Task requirements:
Copy the lines below word for word, starting at the line that contains "For the evaluation set, tag every instance of the large" and ending at the line that contains "122], [224, 143]]", and include both of those lines.

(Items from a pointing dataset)

******************************

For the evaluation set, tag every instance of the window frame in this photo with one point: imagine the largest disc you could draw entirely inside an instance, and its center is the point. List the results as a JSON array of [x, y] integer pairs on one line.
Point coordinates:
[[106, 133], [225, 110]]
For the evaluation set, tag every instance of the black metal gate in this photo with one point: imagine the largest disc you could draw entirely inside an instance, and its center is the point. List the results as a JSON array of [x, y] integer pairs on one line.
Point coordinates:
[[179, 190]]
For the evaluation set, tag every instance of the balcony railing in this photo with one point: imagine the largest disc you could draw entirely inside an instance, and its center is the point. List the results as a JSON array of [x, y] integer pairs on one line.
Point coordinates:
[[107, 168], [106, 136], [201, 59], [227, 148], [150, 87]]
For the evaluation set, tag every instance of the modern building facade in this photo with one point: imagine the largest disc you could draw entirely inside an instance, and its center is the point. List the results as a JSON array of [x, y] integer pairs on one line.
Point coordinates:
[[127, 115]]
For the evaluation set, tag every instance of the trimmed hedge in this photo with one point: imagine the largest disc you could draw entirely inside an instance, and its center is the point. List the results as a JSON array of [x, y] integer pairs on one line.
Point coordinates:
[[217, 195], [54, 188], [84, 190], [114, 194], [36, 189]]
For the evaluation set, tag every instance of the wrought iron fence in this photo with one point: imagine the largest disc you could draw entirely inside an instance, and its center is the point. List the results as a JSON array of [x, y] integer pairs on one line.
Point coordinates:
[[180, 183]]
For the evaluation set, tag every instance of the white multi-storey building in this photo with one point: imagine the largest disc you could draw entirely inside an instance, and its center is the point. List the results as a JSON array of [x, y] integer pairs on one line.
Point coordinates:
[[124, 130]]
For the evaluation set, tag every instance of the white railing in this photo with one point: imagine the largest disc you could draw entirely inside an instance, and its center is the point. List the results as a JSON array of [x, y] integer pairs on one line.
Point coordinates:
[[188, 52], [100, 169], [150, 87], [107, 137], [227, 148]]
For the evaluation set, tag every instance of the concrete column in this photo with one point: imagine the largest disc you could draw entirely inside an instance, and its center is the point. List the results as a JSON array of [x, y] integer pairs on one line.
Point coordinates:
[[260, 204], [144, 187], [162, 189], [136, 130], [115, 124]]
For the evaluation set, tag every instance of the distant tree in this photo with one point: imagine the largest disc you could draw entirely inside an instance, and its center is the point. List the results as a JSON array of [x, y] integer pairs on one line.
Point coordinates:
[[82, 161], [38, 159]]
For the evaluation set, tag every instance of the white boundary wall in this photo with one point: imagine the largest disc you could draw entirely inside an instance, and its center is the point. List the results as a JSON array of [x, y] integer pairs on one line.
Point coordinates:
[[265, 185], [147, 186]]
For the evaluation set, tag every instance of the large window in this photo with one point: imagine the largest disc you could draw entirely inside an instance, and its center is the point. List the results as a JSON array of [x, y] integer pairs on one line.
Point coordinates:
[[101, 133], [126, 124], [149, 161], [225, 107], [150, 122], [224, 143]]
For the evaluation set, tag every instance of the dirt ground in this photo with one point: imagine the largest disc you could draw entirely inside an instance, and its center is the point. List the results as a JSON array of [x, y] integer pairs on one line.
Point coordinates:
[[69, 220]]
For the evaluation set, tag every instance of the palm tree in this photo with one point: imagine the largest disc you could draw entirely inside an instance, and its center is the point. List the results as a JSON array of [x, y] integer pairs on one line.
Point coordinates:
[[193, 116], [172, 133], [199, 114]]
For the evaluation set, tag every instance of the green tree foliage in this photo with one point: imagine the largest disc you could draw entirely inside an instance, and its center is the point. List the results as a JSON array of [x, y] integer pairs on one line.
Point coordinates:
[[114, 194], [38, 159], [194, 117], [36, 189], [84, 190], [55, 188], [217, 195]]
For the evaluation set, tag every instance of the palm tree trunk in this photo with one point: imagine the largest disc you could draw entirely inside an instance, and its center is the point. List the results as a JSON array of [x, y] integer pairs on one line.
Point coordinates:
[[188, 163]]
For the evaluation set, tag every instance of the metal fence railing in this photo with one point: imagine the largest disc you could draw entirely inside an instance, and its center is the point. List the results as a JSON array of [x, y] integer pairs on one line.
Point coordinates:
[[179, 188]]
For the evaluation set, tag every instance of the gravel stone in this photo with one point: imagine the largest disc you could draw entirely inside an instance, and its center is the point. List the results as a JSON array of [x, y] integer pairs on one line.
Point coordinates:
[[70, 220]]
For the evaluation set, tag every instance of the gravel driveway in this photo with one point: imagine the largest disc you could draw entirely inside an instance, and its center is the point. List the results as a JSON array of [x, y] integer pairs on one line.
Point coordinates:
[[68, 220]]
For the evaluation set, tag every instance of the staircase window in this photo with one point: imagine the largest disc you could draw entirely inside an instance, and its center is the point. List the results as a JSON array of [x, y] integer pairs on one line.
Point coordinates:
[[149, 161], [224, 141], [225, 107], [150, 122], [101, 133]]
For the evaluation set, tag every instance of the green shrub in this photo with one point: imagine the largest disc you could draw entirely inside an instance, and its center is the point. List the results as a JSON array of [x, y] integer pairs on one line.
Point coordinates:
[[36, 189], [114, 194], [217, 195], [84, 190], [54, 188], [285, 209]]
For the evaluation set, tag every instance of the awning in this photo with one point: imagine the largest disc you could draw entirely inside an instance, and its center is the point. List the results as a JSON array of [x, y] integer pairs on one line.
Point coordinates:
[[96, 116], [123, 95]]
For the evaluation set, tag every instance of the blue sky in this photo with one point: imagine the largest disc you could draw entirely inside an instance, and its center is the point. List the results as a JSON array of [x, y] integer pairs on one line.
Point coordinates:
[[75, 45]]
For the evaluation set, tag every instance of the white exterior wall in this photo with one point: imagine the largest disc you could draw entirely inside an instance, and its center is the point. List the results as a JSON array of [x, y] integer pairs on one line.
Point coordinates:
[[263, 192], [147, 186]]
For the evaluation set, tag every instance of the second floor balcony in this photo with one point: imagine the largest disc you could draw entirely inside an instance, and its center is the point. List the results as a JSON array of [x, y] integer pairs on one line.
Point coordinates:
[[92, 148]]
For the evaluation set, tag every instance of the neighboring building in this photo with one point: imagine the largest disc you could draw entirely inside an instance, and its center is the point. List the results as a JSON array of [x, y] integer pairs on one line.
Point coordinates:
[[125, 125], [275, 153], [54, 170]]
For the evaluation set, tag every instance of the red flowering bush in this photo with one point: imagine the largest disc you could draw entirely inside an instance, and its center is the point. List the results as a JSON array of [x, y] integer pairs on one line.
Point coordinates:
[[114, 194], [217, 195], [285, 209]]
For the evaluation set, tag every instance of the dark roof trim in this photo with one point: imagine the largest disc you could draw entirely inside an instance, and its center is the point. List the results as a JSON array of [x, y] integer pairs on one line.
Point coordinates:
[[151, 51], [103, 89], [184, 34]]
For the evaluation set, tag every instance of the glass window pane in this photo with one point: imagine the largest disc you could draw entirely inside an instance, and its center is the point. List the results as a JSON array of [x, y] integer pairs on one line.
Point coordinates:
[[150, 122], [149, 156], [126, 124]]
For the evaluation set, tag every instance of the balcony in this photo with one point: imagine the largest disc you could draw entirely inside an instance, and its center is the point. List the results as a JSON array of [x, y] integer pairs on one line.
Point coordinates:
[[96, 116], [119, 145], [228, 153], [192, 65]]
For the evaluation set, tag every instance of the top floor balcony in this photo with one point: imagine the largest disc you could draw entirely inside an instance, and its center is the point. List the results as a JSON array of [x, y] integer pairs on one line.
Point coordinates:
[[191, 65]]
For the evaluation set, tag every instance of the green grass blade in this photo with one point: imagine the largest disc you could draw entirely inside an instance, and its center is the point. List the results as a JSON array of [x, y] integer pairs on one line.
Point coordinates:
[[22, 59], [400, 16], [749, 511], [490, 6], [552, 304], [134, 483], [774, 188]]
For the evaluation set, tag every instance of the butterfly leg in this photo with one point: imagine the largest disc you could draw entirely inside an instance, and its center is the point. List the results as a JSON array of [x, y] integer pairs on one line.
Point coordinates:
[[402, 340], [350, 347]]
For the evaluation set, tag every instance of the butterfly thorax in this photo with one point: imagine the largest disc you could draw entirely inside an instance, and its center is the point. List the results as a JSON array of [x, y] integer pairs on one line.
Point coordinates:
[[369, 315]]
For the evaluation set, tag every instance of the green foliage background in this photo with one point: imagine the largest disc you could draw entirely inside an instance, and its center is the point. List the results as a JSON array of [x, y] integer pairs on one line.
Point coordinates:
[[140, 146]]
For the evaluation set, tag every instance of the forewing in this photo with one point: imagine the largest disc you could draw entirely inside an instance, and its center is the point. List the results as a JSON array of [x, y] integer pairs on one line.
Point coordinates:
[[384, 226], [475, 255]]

******************************

Written solution:
For the evaluation set, tag every instance of the large window in this photo with one point: imagine the largest disc you could draw entirely inside an instance, and its center is the point. List the results as a JSON array of [x, y] integer pairs on one line.
Point coordinates:
[[101, 133], [126, 124], [149, 161], [225, 107], [150, 122], [224, 143]]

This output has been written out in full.